Mainland search giant Baidu (BIDU US) reported Q2 results after the US close. While top line growth was minimal, the company beat analyst expectations significantly as it slashed expenses, which lead to a sharp rise in profitability. Baidu’s management delivered strong bottom line results despite a challenging business environment post-China’s quarantine. A hat tip to management for their fiscal prudence, which led to the strong results.
- Revenues -1% to $3.69B (RMB 26.034B) from RMB 26.326B though above analyst estimates of RMB 25.716B
- Cost of revenues -19% $1.86B (RMB 13.1B) from RMB 16.116B while Selling, General & Administrative Expense decreased -16% to $625mm (RMB 4.4B) from RMB 5.243B and R&D +2% to $685mm (RMB 4.8B) from RM 4.734B
- Adjusted Net Income $703mm (RMB 5B) versus analyst estimates of RMB 3.274B which is 55% higher
- Adjusted EBITA $993mm (RMB 7B) versus analyst estimates of RMB 5.14B which is 36% higher
- Adjusted EPS was $2.08 (RMB 14.73) versus analyst estimates of RMB 9.422 which is 56% higher
- Q3 Revenue forecast was -6% to +2%
- The Board raised the stock repurchase to $3B from $1B through December 31, 2022; the company has purchased $1.9B of shares in the last two years
Online entertainment company iQiyi (IQ) reported Q2 results after the US close. The results will be overshadowed by the company’s announcement that the SEC is reviewing the claims of a short selling firm that claims the company is inflating user numbers and revenue by 27% to 44%. IQ was spun off from Baidu, which has a solid reputation. The investment banks that brought IQ public are also global institutions with equally sold reputations. The company’s auditor is Ernest &Young’s Mainland subsidiary. As of the end of Q1, well-respected Chinese private equity firm Hillhouse Capital, the largest in Asia with ~$50B in AUM, is IQ’s second largest shareholder. I am skeptical that this many professionals of this caliber completely missed what is alleged to be deeply fraudulent activity. The company is sitting on RMB 4.28B/$620mm in cash. The company is being hurt by a slow pick up in offline retail sales, which hurts advertising revenue, despite high user numbers.
- Revenues +4% to $1B (RMB7.4B) versus analyst estimates of 7.319B
- Membership services revenue +19% to $527mm (RMB 4B)
- Online advertising revenue -28% to $224mm (RMB 1.6B)
- Cost of revenues decreased -2% to $967mm (RMB 6.8B) while Selling, General & Administrative expenses-11% to $169mm (RMB 1.2B) and R&D was flat to $94mm
- Operating loss was -$181mm (RMB 1.3B) which is down from RMB 1.9B
- Net loss was $204mm (RMB 1.4B) versus analyst estimates of RMB -2.331B
- Adjusted EPS was -$0.28 (RMB 1.96B) versus analyst estimates of RMB -3.025
- Q3 revenue forecast is -6% to 0%
Earnings season continues for US-listed Chinese companies next week with JD.com releasing Q2 earnings on Monday, Sina/Vipshop/Weibo on Wednesday, Alibaba on Thursday, and Meituan Dianping/Baozun/Pinduoduo on Friday. (subject to change of course)

STATED TASK A
Transcribe, word for word, the portion of the Baidu and iQiyi earnings commentary between "- Revenues +4%" and "to $224mm (RMB 1.6B)", inclusive.
STATED TASK B
Pick up the Baidu and iQiyi earnings commentary after its last sentence and continue writing it.
The lines after this come from a different source than the Baidu and iQiyi earnings commentary.

GIVEN RECORDS
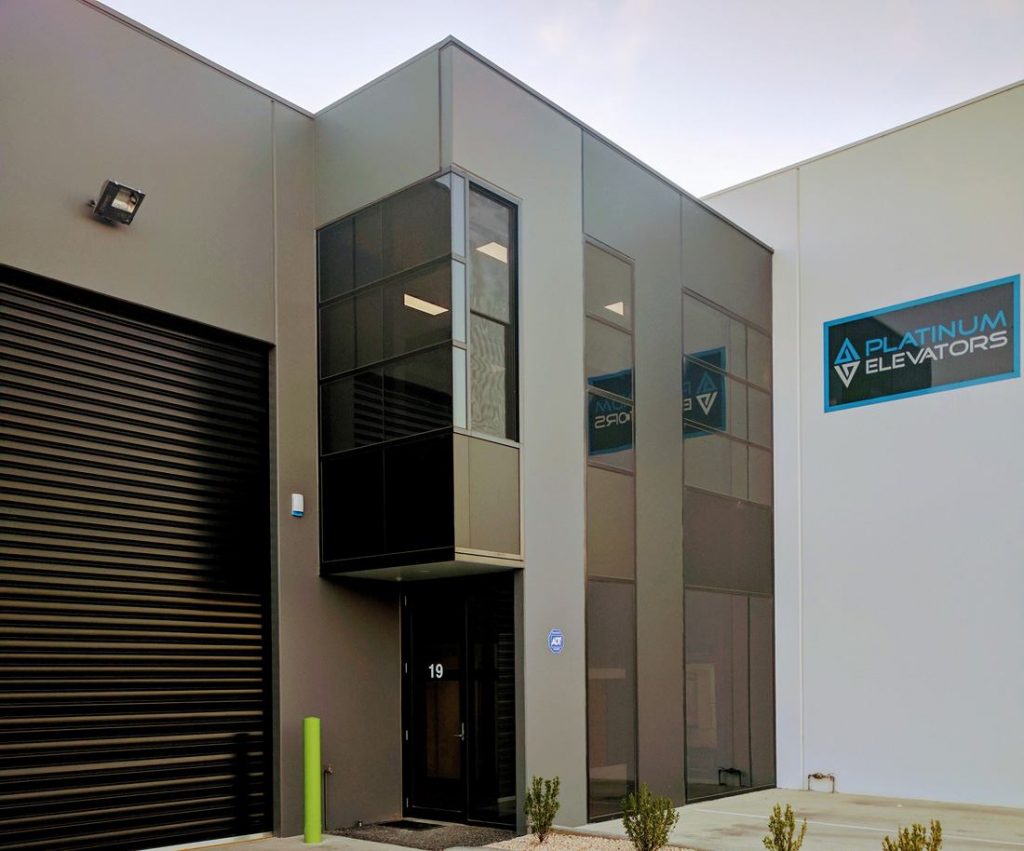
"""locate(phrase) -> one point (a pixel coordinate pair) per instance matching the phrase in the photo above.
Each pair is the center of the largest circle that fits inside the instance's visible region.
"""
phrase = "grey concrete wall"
(337, 647)
(633, 212)
(83, 98)
(379, 139)
(527, 150)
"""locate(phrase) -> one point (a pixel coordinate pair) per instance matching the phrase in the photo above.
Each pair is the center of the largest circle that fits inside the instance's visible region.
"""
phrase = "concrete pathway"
(835, 822)
(838, 822)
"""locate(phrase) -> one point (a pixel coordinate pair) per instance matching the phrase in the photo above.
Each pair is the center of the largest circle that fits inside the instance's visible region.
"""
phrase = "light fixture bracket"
(117, 203)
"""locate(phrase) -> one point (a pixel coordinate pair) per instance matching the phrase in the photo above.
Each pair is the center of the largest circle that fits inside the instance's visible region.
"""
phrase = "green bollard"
(311, 786)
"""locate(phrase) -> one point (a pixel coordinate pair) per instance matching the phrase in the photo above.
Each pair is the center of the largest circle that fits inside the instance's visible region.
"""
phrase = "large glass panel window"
(492, 258)
(386, 286)
(610, 695)
(610, 530)
(727, 552)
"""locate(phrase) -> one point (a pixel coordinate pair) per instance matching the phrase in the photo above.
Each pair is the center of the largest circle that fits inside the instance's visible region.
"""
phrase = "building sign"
(954, 339)
(704, 393)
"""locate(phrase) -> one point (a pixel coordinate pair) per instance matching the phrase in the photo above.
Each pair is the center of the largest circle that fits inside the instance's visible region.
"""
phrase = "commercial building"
(525, 389)
(897, 524)
(452, 318)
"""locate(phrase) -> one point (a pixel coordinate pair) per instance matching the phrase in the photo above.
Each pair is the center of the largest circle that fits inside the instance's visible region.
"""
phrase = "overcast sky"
(709, 92)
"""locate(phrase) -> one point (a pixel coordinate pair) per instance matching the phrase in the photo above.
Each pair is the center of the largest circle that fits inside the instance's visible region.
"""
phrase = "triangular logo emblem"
(706, 400)
(846, 353)
(846, 372)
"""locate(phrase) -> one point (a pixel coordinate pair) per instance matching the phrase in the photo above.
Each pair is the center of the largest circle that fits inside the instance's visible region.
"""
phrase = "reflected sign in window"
(704, 393)
(954, 339)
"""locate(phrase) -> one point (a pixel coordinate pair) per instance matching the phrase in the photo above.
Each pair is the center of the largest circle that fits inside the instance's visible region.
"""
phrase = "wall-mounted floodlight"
(118, 203)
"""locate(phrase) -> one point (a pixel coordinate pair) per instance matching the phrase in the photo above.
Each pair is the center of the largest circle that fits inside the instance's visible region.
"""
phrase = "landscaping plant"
(542, 805)
(915, 838)
(781, 827)
(648, 820)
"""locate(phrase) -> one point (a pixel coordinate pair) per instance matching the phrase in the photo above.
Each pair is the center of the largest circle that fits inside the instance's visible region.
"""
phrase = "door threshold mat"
(441, 836)
(409, 824)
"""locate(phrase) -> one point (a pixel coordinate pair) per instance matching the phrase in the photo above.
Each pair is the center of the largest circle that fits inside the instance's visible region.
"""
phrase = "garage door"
(134, 576)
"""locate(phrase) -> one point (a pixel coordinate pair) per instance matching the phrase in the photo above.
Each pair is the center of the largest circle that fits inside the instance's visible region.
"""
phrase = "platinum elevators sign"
(967, 336)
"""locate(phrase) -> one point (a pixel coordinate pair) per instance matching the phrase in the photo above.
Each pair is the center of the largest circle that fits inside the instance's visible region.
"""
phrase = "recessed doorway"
(459, 676)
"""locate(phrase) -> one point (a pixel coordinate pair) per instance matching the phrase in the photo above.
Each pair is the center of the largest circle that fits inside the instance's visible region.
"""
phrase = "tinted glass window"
(368, 261)
(488, 375)
(609, 286)
(713, 462)
(418, 495)
(727, 544)
(610, 695)
(758, 357)
(351, 412)
(610, 522)
(489, 256)
(418, 310)
(350, 333)
(418, 393)
(714, 337)
(352, 504)
(609, 431)
(335, 247)
(609, 358)
(416, 226)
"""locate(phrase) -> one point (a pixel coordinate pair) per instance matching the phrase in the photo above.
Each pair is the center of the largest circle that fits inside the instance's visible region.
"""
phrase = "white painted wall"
(899, 539)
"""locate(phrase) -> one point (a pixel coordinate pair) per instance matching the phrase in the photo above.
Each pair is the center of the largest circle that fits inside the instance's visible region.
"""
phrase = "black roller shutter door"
(134, 576)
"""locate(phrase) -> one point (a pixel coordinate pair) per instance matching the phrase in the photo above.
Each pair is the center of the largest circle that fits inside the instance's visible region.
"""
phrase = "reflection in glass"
(758, 357)
(335, 247)
(418, 393)
(489, 244)
(416, 226)
(609, 432)
(488, 355)
(350, 333)
(609, 286)
(718, 754)
(610, 522)
(708, 333)
(459, 412)
(713, 462)
(418, 310)
(610, 695)
(351, 412)
(609, 359)
(761, 476)
(759, 406)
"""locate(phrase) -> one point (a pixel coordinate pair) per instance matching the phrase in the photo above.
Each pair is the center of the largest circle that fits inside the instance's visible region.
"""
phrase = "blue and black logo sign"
(610, 425)
(704, 393)
(954, 339)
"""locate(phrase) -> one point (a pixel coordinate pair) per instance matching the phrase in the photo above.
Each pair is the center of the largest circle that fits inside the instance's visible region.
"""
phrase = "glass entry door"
(459, 680)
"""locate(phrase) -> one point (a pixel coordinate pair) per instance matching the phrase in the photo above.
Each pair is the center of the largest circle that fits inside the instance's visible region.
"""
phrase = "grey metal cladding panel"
(382, 138)
(84, 98)
(134, 566)
(726, 266)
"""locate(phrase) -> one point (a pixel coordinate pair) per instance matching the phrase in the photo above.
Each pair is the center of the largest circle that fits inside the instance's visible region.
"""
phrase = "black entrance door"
(460, 700)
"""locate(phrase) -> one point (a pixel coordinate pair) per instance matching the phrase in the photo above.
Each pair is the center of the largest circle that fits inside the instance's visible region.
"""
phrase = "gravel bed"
(558, 841)
(442, 837)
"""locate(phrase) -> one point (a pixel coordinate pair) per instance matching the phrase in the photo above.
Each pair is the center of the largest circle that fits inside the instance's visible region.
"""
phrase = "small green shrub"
(542, 805)
(781, 827)
(648, 820)
(915, 838)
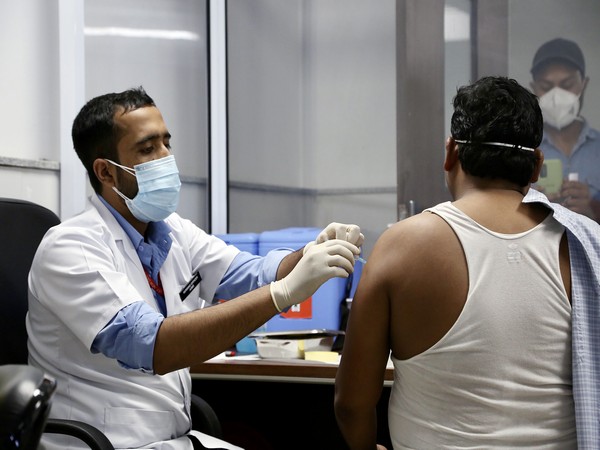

EXERCISE ANSWER A
- Revenues +4% to $1B (RMB7.4B) versus analyst estimates of 7.319B
- Membership services revenue +19% to $527mm (RMB 4B)
- Online advertising revenue -28% to $224mm (RMB 1.6B)

EXERCISE ANSWER B
The Hang Sang had a volatile day closing -0.19%/-47 index points at 25,183 on light volumes, which fell -11% from yesterday, dipping below the 1-year average. Breadth was off with 19 advancers and 26 decliners led by HSBC -1.98%/-42 index points, AIA +1.01%/+26 index points, and Tencent -0.69%/-19 index points. China-domiciled companies outperformed Hong Kong-domiciled companies +0.21% versus -0.31% using the HS China Enterprise and HK 35 Indexes as proxies. The 205 Chinese companies listed in Hong Kong returned a total of +0.34% led by discretionary +2.57%, real estate +0.95%, industrials +0.86%, financials +0.52%, staples +0.42%, materials +0.41%, tech +0.14%, energy -0.23%, communication -0.48%, health care -0.58%, and utilities -1.21%.
Southbound Stock Connect volume was light though Mainland investors were net buyers of Hong Kong stocks. Shanghai Connect volume leaders were Tencent, which was sold 5 to 4, Meituan Dianping, which was bought 2 to 1, and China Unicom, which was bought 4 to 1. Mainland investors bought $342mm worth of Hong Kong stocks today as Southbound Stock Connect trading accounted for 10.2% of Hong Kong turnover.
Shanghai and Shenzhen had a volatile day though rallied to close +1.19% and +1.25% at 3,360 and 2,244, respectively. Volume was off -2.75% from yesterday, which is just above the 1-year average while breadth was positive with 1,984 advancers and 1,606 decliners. Mid and small caps outperformed by a modest amount. The 510 Mainland companies within the MSCI China All Shares Index gained +1.38% with real estate +1.86%, financials +1.71%, staples +1.7%, tech +1.55%, industrials +1..49%, communication +1.47%, discretionary +1.19%, health care +0.69%, materials +0.65%, utilities +0.57%, and energy +0.2%.
Northbound Stock Connect volumes were light though foreign investors were active buyers of Mainland stocks. Shanghai Stock Connect volume leaders were Kweichow Moutai, which was bought slightly, China Tourism Group, which was sold by a tiny amount, and Ping An Insurance, which was bought by nearly 3 to 1. Shenzhen Stock Connect volume leaders were Luxshare, which was bought 2.5 to 1, Wuliangye Yibin, which was bought by 7 to 4, and BOE Technology, which was sold by 6 to 5. Foreign investors bought $925mm worth of Mainland stocks today as Northbound Stock Connect trading accounted for 5.6% of Mainland turnover.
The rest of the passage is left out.